Exercise: Pull out every line of the items below that contains the word "rack", and copy each one in full.

Material provided:

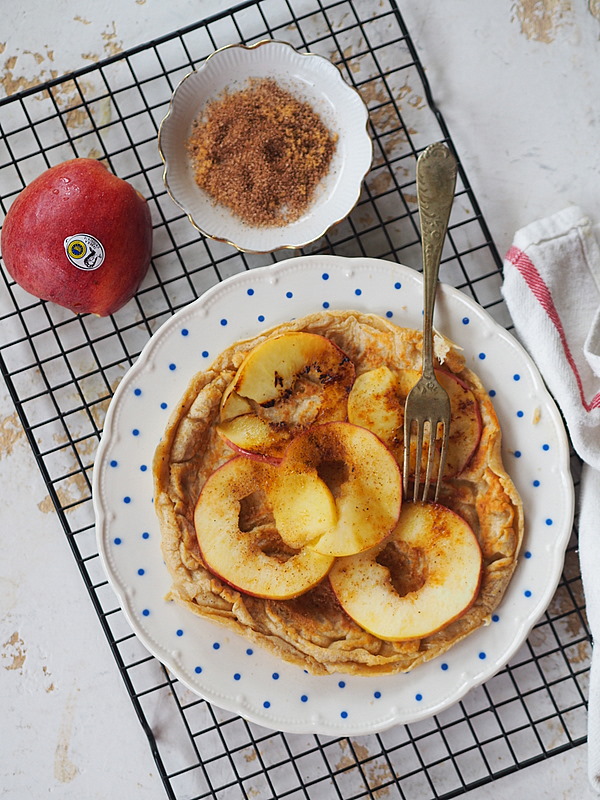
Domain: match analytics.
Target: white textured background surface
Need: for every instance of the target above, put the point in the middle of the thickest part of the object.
(518, 86)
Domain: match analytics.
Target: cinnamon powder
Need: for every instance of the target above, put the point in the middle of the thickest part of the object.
(261, 152)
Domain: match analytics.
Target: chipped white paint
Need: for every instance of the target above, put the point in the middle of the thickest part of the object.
(517, 83)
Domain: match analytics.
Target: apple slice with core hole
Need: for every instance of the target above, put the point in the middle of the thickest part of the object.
(377, 401)
(362, 479)
(445, 555)
(284, 384)
(251, 560)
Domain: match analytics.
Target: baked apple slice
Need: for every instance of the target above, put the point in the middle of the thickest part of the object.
(284, 384)
(252, 559)
(377, 401)
(361, 477)
(426, 575)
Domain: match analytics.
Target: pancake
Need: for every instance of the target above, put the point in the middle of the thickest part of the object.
(312, 630)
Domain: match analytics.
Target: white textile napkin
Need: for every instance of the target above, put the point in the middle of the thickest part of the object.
(552, 290)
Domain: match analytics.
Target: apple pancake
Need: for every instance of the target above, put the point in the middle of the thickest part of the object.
(312, 629)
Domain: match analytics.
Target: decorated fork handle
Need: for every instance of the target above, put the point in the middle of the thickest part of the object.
(436, 181)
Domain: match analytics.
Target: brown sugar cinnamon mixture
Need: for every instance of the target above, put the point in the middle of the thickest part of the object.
(261, 152)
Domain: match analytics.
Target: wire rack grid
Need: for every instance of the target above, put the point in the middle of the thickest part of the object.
(61, 371)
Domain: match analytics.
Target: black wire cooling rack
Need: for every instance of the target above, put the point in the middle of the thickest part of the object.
(61, 371)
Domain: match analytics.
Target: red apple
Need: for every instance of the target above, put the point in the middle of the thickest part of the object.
(79, 236)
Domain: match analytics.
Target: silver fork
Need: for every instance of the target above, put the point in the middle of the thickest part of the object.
(428, 401)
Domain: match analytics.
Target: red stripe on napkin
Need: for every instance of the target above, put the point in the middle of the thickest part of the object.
(541, 292)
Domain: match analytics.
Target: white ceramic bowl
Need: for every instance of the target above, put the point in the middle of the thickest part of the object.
(311, 78)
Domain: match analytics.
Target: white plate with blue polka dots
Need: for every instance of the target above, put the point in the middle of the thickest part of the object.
(224, 668)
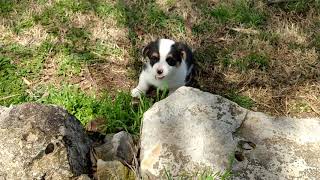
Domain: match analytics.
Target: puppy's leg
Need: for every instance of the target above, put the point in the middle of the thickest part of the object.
(141, 89)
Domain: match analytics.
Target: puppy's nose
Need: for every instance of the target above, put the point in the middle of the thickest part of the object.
(159, 71)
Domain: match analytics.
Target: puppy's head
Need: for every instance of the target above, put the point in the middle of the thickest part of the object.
(164, 56)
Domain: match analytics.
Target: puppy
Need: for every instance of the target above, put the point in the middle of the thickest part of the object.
(167, 64)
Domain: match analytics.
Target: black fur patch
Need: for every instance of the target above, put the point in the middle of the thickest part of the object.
(150, 50)
(178, 49)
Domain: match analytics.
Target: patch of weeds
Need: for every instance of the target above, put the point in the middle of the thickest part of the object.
(222, 13)
(316, 42)
(106, 49)
(207, 54)
(6, 7)
(109, 10)
(241, 11)
(12, 89)
(273, 38)
(299, 7)
(28, 60)
(118, 112)
(202, 27)
(150, 18)
(24, 24)
(243, 101)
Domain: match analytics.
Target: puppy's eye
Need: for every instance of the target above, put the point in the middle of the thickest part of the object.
(171, 61)
(153, 60)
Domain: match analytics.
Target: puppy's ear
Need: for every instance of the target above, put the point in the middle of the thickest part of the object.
(145, 50)
(183, 49)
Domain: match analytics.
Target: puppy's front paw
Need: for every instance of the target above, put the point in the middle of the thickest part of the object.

Answer to this exercise:
Target: wire rack grid
Target: black wire cooling rack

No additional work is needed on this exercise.